*About this task*: Pick out every line in the data below that holds "tree".

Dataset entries
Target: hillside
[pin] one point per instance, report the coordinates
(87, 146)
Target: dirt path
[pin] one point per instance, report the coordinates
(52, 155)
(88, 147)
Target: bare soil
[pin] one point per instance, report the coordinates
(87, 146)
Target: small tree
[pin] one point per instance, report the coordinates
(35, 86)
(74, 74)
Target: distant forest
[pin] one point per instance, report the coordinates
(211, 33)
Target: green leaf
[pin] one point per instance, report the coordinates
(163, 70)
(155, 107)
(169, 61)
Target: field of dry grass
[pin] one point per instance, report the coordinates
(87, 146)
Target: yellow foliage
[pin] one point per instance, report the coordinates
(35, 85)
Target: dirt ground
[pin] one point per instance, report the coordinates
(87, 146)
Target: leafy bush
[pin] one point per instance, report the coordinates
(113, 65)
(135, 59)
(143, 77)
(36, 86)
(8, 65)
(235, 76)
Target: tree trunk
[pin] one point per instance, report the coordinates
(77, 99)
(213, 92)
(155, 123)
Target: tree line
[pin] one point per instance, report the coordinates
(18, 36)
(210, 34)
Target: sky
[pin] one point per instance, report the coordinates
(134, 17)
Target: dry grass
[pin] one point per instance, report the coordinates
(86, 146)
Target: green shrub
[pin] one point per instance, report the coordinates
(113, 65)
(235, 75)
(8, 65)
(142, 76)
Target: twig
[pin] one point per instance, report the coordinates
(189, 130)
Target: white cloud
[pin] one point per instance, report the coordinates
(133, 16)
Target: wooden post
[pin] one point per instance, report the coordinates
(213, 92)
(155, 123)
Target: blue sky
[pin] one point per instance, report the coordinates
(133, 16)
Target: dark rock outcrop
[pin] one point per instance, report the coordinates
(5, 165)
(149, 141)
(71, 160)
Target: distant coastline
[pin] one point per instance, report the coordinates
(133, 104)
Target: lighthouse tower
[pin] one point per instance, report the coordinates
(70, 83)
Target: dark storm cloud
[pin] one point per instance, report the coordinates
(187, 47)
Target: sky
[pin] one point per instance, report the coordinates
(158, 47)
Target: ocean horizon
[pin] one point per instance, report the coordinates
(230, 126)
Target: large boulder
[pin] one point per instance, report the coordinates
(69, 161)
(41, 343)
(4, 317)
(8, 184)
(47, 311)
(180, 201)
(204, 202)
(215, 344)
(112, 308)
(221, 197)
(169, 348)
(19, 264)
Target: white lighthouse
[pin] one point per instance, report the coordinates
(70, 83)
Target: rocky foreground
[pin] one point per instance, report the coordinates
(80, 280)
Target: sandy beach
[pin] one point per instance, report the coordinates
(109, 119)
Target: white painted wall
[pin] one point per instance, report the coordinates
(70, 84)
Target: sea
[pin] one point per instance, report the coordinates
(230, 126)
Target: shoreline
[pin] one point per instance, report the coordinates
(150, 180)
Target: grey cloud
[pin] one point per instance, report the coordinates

*Response for this exercise*:
Target: small tree
Target: tree trunk
Target: tree line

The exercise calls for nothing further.